* GIVEN REQUEST
Would you restate, exactly as they appear, the lines from the one containing "of the wall" through the end of the data below?

* ITEMS
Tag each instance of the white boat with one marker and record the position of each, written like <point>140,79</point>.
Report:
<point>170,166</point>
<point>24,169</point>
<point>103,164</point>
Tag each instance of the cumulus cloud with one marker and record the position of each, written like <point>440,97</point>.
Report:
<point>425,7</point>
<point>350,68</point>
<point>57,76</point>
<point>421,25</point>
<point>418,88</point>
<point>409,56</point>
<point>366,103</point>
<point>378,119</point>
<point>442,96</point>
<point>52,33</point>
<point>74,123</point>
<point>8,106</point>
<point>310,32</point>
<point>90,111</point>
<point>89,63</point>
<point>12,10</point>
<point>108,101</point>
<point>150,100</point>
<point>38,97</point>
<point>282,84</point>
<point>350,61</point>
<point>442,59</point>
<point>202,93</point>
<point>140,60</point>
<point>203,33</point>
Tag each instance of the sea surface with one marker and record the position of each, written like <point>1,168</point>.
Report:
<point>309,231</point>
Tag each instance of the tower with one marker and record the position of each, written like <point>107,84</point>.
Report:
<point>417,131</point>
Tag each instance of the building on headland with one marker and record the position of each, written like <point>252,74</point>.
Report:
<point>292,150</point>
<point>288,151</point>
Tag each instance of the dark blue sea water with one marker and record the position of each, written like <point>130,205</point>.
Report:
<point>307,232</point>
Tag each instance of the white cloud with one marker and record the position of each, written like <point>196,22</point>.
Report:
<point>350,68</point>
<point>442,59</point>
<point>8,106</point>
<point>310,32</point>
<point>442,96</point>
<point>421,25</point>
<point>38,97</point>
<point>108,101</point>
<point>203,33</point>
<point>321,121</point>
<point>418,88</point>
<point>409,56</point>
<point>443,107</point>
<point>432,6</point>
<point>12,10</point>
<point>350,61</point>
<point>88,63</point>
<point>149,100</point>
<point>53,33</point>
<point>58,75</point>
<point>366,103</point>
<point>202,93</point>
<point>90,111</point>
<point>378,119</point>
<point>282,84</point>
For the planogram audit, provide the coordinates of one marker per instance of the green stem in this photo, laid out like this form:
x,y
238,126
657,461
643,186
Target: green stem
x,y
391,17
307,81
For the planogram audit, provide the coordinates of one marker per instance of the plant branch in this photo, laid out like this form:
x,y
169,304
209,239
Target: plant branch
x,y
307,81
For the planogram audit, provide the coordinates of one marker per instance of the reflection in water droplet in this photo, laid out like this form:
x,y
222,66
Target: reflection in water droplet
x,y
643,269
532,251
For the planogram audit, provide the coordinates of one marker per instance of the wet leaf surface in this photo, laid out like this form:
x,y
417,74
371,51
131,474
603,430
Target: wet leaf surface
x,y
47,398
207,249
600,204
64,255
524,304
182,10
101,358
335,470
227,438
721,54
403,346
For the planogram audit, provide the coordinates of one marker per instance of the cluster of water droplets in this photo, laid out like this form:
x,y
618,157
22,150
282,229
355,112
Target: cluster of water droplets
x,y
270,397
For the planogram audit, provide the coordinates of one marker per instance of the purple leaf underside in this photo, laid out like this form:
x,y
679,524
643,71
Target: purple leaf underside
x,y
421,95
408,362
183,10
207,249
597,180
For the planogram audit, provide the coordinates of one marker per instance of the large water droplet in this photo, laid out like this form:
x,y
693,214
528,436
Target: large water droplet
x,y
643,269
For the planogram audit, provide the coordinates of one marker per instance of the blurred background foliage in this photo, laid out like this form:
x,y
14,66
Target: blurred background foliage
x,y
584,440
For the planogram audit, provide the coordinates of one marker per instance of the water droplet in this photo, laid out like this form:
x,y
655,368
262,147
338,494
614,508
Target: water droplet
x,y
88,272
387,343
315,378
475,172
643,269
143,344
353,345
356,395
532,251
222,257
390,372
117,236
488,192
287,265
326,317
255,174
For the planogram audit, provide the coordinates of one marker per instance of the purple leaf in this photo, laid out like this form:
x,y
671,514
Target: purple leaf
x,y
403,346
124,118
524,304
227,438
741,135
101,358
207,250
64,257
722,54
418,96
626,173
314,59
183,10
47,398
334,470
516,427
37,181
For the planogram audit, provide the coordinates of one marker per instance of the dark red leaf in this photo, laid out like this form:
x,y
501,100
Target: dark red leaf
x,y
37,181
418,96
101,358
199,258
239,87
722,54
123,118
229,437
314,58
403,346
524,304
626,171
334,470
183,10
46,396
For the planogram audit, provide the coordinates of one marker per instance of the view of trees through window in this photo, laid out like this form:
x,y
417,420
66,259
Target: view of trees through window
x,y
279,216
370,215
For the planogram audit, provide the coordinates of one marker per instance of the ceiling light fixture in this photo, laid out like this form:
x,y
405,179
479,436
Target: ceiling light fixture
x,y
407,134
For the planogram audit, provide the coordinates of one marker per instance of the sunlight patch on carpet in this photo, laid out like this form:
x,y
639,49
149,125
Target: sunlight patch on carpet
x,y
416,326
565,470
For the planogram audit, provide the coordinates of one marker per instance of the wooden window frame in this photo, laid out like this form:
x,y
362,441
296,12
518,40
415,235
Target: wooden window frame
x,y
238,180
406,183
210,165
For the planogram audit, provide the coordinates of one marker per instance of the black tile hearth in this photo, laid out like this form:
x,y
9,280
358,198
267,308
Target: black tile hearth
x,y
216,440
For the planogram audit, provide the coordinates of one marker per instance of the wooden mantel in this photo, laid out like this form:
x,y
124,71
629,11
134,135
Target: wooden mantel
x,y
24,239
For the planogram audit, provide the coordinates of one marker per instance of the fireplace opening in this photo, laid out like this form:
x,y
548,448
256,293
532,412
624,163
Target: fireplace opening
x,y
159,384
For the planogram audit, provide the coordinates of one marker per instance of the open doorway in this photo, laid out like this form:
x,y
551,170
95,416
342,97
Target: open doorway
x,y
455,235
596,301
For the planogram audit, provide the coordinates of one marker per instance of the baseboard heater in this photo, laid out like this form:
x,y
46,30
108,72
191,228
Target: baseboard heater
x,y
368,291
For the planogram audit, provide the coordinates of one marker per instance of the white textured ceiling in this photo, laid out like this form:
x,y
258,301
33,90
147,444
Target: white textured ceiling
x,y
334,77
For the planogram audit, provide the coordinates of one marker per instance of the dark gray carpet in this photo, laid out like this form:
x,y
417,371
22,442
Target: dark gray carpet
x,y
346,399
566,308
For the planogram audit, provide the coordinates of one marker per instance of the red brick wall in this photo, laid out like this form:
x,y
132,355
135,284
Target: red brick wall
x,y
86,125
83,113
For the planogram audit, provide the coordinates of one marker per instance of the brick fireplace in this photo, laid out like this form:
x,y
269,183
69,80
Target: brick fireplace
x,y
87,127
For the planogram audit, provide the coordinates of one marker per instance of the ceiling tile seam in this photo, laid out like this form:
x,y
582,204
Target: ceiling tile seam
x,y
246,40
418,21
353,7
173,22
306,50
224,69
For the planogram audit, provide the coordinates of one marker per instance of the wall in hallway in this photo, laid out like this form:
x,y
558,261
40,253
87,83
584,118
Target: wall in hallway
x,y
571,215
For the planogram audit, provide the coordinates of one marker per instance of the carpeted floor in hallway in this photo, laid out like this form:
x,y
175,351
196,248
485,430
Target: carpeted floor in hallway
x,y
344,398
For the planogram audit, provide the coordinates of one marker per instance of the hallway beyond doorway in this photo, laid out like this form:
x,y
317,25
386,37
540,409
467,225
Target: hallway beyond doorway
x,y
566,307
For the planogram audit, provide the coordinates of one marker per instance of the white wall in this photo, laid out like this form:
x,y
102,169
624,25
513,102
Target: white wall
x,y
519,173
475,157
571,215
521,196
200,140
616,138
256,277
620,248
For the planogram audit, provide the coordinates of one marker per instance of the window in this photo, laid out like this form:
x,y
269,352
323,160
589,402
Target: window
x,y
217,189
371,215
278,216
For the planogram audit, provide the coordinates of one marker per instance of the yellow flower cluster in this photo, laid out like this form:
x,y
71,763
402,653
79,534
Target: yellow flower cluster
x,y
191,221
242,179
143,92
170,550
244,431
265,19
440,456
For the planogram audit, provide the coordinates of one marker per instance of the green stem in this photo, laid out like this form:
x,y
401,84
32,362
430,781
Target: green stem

* CORRECT RESPONSE
For the planogram audit, provide the coordinates of one marker per instance of the wall in hallway in this photo, laid out like this form:
x,y
558,261
40,253
87,83
584,118
Target: wall in hallway
x,y
571,215
For the planogram audit, provide the coordinates of one marker per instance of the carpeted floor in hallway in this photo, laid out like this form:
x,y
175,351
196,248
485,430
Target: carpeted floor in hallway
x,y
344,398
For the planogram audit, provide the coordinates of one marker per instance of the hallway beyond doorway in this photo, laid out like this form:
x,y
317,25
386,37
540,409
467,225
Target: hallway beyond doorway
x,y
566,307
For the planogram audit, provide the coordinates of one marker per instance of the white wall in this photo, laid out like this form:
x,y
102,169
624,25
513,102
Target: white wall
x,y
519,173
475,157
571,215
521,196
200,140
616,138
256,277
620,248
For the planogram audit, provide the coordinates of one marker per instance of the window in this photo, laid out like this form:
x,y
269,352
323,160
589,402
Target: window
x,y
217,189
371,215
278,216
For the planogram audit, provide the coordinates of one marker per instance of the yellow flower cluster in this photo, laid out like this form:
x,y
71,763
402,653
79,534
Target: yellow flower cluster
x,y
191,221
242,179
143,92
170,550
244,431
265,19
440,456
For the planogram audit, provide the coordinates of one marker per instance of the green stem in this photo, laid out like this form:
x,y
401,84
32,362
430,781
Target: green stem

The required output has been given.